Entries provided>
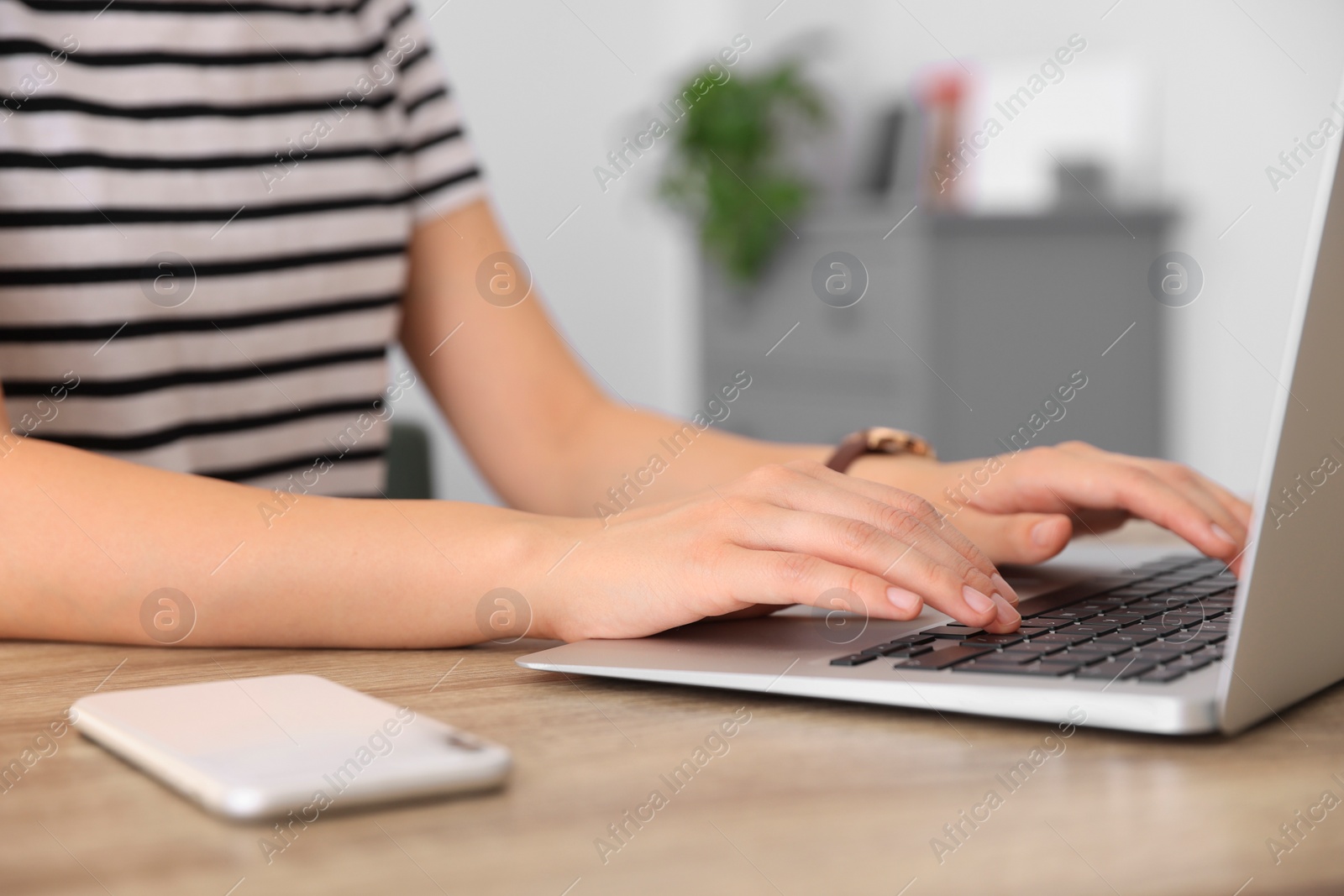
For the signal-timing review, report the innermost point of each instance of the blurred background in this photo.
(947, 211)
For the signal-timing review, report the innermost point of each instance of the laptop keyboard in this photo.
(1168, 620)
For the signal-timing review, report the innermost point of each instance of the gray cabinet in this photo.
(967, 327)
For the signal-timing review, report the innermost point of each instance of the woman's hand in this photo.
(781, 535)
(1026, 506)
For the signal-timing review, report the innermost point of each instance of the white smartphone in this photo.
(269, 746)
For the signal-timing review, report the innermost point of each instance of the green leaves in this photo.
(727, 170)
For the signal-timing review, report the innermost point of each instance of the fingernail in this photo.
(976, 600)
(1041, 535)
(905, 600)
(1005, 589)
(1007, 616)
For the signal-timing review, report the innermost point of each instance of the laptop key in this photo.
(900, 651)
(1026, 653)
(952, 631)
(1095, 627)
(1045, 668)
(1061, 636)
(947, 658)
(996, 640)
(1163, 674)
(853, 660)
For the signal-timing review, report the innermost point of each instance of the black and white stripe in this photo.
(269, 159)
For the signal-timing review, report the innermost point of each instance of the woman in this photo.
(218, 214)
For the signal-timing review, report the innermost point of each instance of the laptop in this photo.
(1164, 645)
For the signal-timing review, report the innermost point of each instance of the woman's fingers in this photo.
(1101, 484)
(1015, 537)
(917, 569)
(1226, 516)
(902, 515)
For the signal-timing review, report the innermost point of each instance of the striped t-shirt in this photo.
(205, 208)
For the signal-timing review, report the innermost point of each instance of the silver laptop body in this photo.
(1287, 640)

Problem to work on> In the reply, each line of the data must appear exactly as written, and no picture may appear.

Output for this task>
For the signal-timing review, report the innermost point of each instance of the blurred background in this photo.
(947, 211)
For the signal-timing review, report the innermost point of each instance of the laptop keyboard in this photo.
(1168, 620)
For the signal-timing review, report the innermost point of each instance of the gray cabinet in this photo.
(967, 327)
For the signal-timing review, report the innermost point of each instance of the woman's hand in this photo.
(781, 535)
(1026, 506)
For the signal-timing review, report the innermost point of each instance of the white smartphone in this photo.
(269, 746)
For the signal-timing review, report the innermost point of each instance of the green leaves in this photo.
(727, 170)
For the signal-timing review, report the innermost point of each instance of the fingernail in this photo.
(976, 600)
(1041, 535)
(905, 600)
(1005, 589)
(1007, 616)
For the signal-timing review, report the innermost point of each instance of the laptop key in this photo.
(900, 651)
(1026, 653)
(952, 631)
(1095, 627)
(1045, 668)
(1061, 636)
(947, 658)
(996, 640)
(1163, 674)
(853, 660)
For the signal-timing review, report the innermost point of each instance of the black and white stripe in this photo.
(269, 159)
For the signal-timing review, report the innermost point of each instance of the woman in this photo.
(218, 214)
For the signal-timing review, report the innermost point of each instance of the laptop in this photo.
(1164, 645)
For the signal-timing review, report the innermost point of each instance of the woman's fingers in this photo.
(1101, 484)
(1015, 537)
(917, 569)
(1226, 516)
(902, 515)
For the signal-timing review, report the innermost point of each instance of the striped t-shirt in this photo.
(205, 208)
For the signal-timing review, report the innermost point of each instance of the silver laptop body in this photo.
(1287, 640)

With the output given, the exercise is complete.